Provided entries:
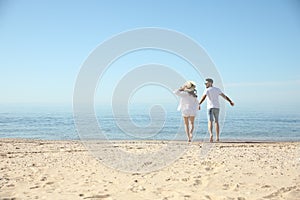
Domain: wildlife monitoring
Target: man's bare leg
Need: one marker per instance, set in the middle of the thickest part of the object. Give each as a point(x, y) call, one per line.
point(210, 127)
point(217, 131)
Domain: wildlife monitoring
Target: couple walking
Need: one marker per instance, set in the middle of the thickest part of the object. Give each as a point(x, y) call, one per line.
point(189, 106)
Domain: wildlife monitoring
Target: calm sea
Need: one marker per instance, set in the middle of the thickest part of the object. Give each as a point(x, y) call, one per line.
point(57, 123)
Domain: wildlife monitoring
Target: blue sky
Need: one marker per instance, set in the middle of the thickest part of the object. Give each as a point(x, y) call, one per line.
point(254, 44)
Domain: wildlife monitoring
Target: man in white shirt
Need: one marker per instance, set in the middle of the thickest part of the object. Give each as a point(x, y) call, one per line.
point(213, 106)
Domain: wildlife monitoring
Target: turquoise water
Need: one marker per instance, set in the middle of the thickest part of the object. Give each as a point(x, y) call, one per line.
point(57, 123)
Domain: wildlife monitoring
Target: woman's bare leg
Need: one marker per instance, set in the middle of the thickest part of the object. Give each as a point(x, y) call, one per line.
point(192, 120)
point(187, 127)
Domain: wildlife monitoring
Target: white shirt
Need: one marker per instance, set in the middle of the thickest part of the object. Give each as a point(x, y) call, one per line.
point(187, 101)
point(212, 94)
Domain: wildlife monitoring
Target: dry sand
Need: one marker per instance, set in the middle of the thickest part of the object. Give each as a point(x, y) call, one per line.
point(35, 169)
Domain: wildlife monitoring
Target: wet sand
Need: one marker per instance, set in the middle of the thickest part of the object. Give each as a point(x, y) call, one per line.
point(39, 169)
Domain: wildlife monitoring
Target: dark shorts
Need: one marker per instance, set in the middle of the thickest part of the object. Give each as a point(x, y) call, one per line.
point(213, 114)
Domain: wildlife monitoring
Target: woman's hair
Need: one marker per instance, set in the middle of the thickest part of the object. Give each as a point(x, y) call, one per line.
point(193, 93)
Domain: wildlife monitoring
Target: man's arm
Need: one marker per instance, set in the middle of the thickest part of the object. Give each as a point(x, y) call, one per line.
point(227, 98)
point(202, 99)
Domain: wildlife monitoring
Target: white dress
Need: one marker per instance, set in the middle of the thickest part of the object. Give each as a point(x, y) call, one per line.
point(188, 104)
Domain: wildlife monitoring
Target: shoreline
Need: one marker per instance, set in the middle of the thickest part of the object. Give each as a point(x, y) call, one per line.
point(225, 141)
point(48, 169)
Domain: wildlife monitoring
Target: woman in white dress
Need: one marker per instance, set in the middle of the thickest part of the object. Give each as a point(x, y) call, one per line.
point(188, 106)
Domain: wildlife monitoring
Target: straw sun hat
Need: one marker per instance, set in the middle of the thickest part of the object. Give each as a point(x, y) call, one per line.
point(190, 86)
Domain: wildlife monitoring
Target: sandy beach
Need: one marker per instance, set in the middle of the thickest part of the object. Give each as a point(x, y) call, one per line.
point(39, 169)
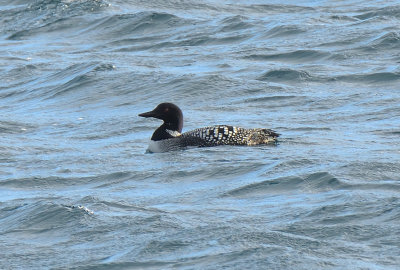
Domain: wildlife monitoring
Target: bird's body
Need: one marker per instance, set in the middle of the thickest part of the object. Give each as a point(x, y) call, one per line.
point(168, 136)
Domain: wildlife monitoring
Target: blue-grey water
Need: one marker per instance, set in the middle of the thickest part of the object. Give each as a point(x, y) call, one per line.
point(78, 191)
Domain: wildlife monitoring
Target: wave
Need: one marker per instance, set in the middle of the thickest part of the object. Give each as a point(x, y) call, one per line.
point(286, 75)
point(41, 216)
point(386, 12)
point(45, 16)
point(316, 182)
point(299, 56)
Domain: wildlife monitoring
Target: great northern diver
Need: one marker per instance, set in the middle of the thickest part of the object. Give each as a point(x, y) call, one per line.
point(169, 135)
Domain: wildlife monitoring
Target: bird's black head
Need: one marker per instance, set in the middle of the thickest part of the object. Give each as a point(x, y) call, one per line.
point(169, 113)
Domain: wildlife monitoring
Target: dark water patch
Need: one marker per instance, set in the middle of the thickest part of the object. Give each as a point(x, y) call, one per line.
point(387, 41)
point(56, 182)
point(389, 12)
point(278, 8)
point(283, 31)
point(345, 18)
point(142, 24)
point(45, 15)
point(41, 217)
point(282, 75)
point(313, 183)
point(378, 77)
point(235, 23)
point(10, 127)
point(300, 56)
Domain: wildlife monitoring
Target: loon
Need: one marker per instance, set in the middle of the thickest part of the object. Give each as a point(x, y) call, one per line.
point(169, 136)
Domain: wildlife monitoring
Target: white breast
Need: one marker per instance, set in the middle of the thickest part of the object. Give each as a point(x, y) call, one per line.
point(155, 147)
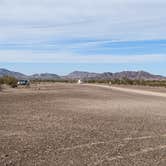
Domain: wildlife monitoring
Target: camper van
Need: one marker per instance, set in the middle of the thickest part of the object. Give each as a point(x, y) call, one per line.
point(23, 83)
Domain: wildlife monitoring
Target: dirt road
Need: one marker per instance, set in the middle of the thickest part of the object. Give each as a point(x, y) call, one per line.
point(81, 125)
point(129, 90)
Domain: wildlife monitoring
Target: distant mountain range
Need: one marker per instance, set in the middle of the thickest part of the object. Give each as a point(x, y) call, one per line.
point(133, 75)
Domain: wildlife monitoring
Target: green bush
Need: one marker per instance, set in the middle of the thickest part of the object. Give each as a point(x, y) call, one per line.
point(8, 80)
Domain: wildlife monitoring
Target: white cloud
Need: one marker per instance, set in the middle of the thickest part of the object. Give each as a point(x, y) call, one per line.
point(60, 57)
point(106, 19)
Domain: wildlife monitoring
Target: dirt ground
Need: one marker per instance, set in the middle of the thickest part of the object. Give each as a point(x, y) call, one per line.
point(81, 125)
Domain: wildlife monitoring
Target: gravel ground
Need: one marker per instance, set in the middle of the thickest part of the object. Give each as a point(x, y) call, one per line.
point(81, 125)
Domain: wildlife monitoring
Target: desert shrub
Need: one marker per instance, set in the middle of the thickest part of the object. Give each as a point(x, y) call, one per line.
point(11, 81)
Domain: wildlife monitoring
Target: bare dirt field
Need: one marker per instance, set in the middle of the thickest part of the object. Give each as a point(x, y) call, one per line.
point(81, 125)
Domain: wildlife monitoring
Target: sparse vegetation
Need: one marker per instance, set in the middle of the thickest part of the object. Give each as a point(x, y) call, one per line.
point(8, 80)
point(125, 81)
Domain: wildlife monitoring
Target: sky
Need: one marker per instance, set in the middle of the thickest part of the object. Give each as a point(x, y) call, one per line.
point(60, 36)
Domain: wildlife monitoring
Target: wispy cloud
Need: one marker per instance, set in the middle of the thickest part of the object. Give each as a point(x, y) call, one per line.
point(36, 57)
point(115, 19)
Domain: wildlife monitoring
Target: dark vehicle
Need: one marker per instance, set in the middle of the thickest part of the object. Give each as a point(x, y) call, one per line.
point(23, 82)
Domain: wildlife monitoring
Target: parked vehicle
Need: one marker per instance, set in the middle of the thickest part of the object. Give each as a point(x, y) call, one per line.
point(23, 83)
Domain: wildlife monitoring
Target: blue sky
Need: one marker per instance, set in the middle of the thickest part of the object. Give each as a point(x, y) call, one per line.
point(60, 36)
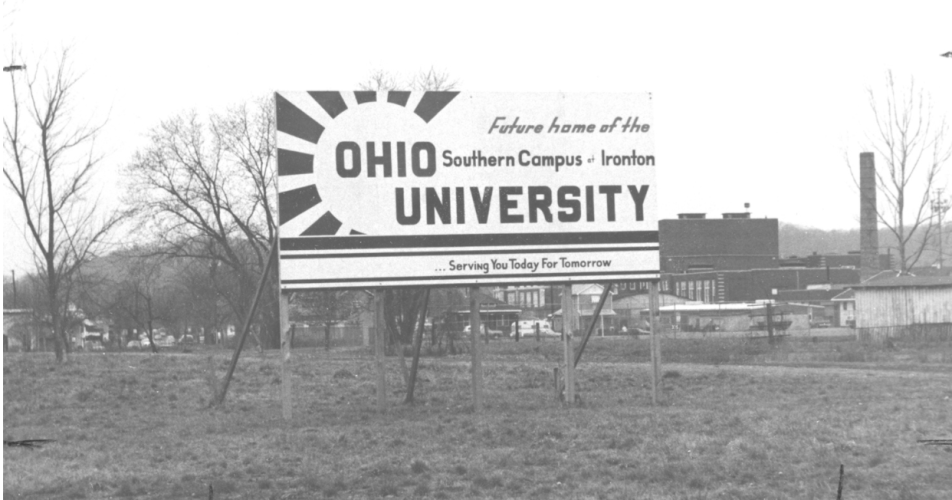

Your instructions:
Restate every record above word for word, without images.

Response to this exercise:
Domain: wildlife monitoring
Target: man's bare leg
Need: one marker per instance, set in the middle of the thickest part of the object. Give each as a point(x, y) call, one per line.
point(210, 127)
point(217, 131)
Domain: wildlife monitoring
Target: couple walking
Need: one marker per instance, set in the middle of the thickest part of the object. Give each as a point(x, y) call, one per line.
point(189, 106)
Domain: wildlife monitoring
Target: calm sea
Need: one marker per instance, set in the middle of the thickest part of the object. Give each as a point(x, y) call, one per line.
point(57, 123)
Domain: wildlife monitoring
Target: blue sky
Need: one marker per instance, set in the middle of the thickest part of the object. Give each as a point(x, y) call, one per line.
point(254, 44)
Domain: wildlife monitoring
Target: man in white shirt
Need: one marker per instance, set in the middle of the thickest part of the object. Give each as a point(x, y) call, one per line.
point(213, 106)
Domain: wildlife monitoring
Target: turquoise water
Need: one marker per instance, set in the middle of the thickest part of the object. Give each as a point(x, y) call, one per line.
point(57, 123)
Domain: wildlife monitoring
Target: woman's bare leg
Need: one marker per instance, set in the middle of the thickest part of the object. Give each as a point(x, y) call, one per line.
point(192, 120)
point(187, 127)
Domain: wildlife monitoring
Target: white shirt
Need: one marker per instance, set in the middle of the thickest part of the object. Give each as a point(x, y) call, one per line.
point(187, 101)
point(212, 94)
Domain: wildlife monitoring
Target: dry sand
Need: one marker per instance, set in the middle of the thickest part of the object. Give each as a point(x, y) call, one per line.
point(35, 169)
Domain: wildlife monitoring
Target: wet sand
Need: one marker per instance, set in the middle of the thickest part of the object. Give each as a point(x, y) call, one per line.
point(39, 169)
Domain: wildlife monitoring
Target: dark shorts
Need: one marker per instance, set in the middle of the thickest part of the object. Give each as a point(x, y) call, one per line.
point(213, 114)
Domain: wildlife monitoring
Target: woman's hair
Need: one marker per instance, set in the middle of the thickest part of the object. Give each as a point(x, y) call, one per line.
point(193, 93)
Domain: wildlife monitoring
Target: man's arm
Need: one marker per instance, set in the middle of the thickest part of the object. Give each as a point(x, y) call, one per line.
point(227, 98)
point(202, 99)
Domain: wildlife monitoring
Target: white dress
Need: one marker per instance, set in the middle of the thickest part of the object. Give each as a point(x, y) call, one per line.
point(188, 104)
Domain: wildlife monitoring
Target: shoreline
Need: one marker per instance, set in the middle of the thickest part of the object. Give each as a point(x, y) call, one per line.
point(225, 141)
point(48, 169)
Domain: wildlife monitoring
Target: woman in white dress
Need: one marker per instance, set in the middle of the thickest part of the object. Give each as a point(x, y) call, one per line.
point(188, 106)
Domain: wildlife monitoring
Target: straw sun hat
Need: one marker per instance, set in the middle of the thickest part of the object. Give each as a point(x, y) call, one per line.
point(190, 86)
Domain: wildlife monitoring
Target: sandy beach
Need: one marker per instance, set in the middle of the thickest part of the object. Give each as a point(x, y) call, one per line.
point(39, 169)
Domain: wildlife monitoring
Target: bird's body
Need: one marker per instance, set in the middle of the thickest part of the object. Give each as a point(x, y) call, one per line.
point(168, 136)
Domain: wildlife monitoring
Target: blue-grey water
Need: one marker per instance, set in the middle of the thickest part of the object. Give each as a point(x, y) call, one per line.
point(78, 191)
Domain: wildlife monitoring
Target: wave
Need: one marker per instance, set in the middle of the thickest part of the object. Give each as a point(x, y) call, one per line.
point(286, 75)
point(41, 216)
point(386, 12)
point(45, 16)
point(316, 182)
point(299, 56)
Domain: wildlife monitoring
Target: great northern diver
Need: one marker per instance, set in the middle of the thickest part of the object. Give each as a point(x, y) call, one per line.
point(169, 135)
Domain: wildlife monitoring
Target: bird's black head
Need: one marker per instance, set in the middle of the thickest part of the object. Give each as a point(x, y) call, one per line.
point(169, 113)
Domain: wildlife monitoring
Target: dark water patch
Need: one marker per instance, set in the middle of the thickest part of the object. Give each as a point(x, y) call, one per line.
point(387, 41)
point(56, 182)
point(389, 12)
point(278, 8)
point(283, 31)
point(345, 18)
point(142, 24)
point(45, 15)
point(41, 217)
point(282, 75)
point(313, 183)
point(378, 77)
point(235, 23)
point(10, 127)
point(300, 56)
Domain: wildlife monitoring
Target: loon
Need: one marker per instance, set in the middle of the thickest part of the object. Give each as a point(x, y) call, one per line.
point(169, 136)
Domain: wildlife monitoring
Target: white breast
Need: one marker per instance, set in the middle of the thickest part of the object. Give each as a point(x, y) call, one per line.
point(155, 147)
Domain: wildlife monitoring
Target: camper van
Need: one marker per instance, set in the middle of the thickest part of the object. Give each as a point(x, y) call, one per line.
point(23, 83)
Domain: wildlife monitoring
Target: dirt road
Need: one marker per instance, set in the middle of the thickest part of the object. Give each as a point(x, y) call, one per line.
point(81, 125)
point(129, 90)
Domain: wildlife monitoring
Target: distant mountain range
Need: one marker per instance, set in the middle of the thickest part of the object. Give each as a point(x, y) call, one per line.
point(133, 75)
Domain: wildlife monitoring
Target: green bush
Need: one marker per instance, set in the middle of the thickest part of the object. Give each as a point(x, y) call, one per line.
point(8, 80)
Domain: wildlife monitoring
Target: white cloud
Need: one marker per instance, set in the middle of the thickest part of the object. Give each as a point(x, y) call, one per line.
point(60, 57)
point(106, 19)
Domain: wildlife monitoring
Target: dirt ground
Need: one marker per instance, set in the middle of the thickest part of the object. Give each as a point(x, y) call, one per line.
point(81, 125)
Domain: wildlife monitoring
Target: gravel ground
Need: one marker per instance, set in the middle of the thickest part of the object. Give each as a point(x, y) call, one per line.
point(81, 125)
Domain: wildlife monitoring
Target: desert shrub
Need: one marker per instance, set in the middle of the thickest part of the object. Give each as a point(x, y) call, one per line.
point(11, 81)
Domain: wildlife monitoring
Target: bare dirt field
Need: one marker per instance, set in the middle of the thickest part of the object. Give each as a point(x, y) call, one per line.
point(81, 125)
Domain: wildlife monitoring
Target: sparse vegetation
Need: one marker per instance, set in the middle of the thickest part of the object. Give each as a point(x, y) call, one per line.
point(8, 80)
point(125, 81)
Domain: wildlife monitoring
Target: sky
Need: one marker per instance, set in the middle of the thickest part of the object. Give each as a point(x, y) call, one per line.
point(60, 36)
Domain: wildlife monitoring
Target: wispy cloud
Need: one marker per instance, set in the middle of the thickest part of the object. Give each as a point(x, y) call, one per line.
point(36, 57)
point(115, 19)
Domain: wildlife monitoring
Target: dark vehicle
Need: one marker per instance, set in the middle of the thickest part of the object. Give each as a point(x, y) call, one per line.
point(23, 82)
Domain: wildlife monitoring
Target: parked vehicle
Need: one marker per instance, set in the middle of the thickest part of the object. Give each as a point(x, y) call, one per line.
point(23, 83)
Domain: wildlife monitoring
Target: blue sky
Need: one marker per instance, set in the middle of the thickest part of the object. Give each as a point(x, y) call, one per line.
point(60, 36)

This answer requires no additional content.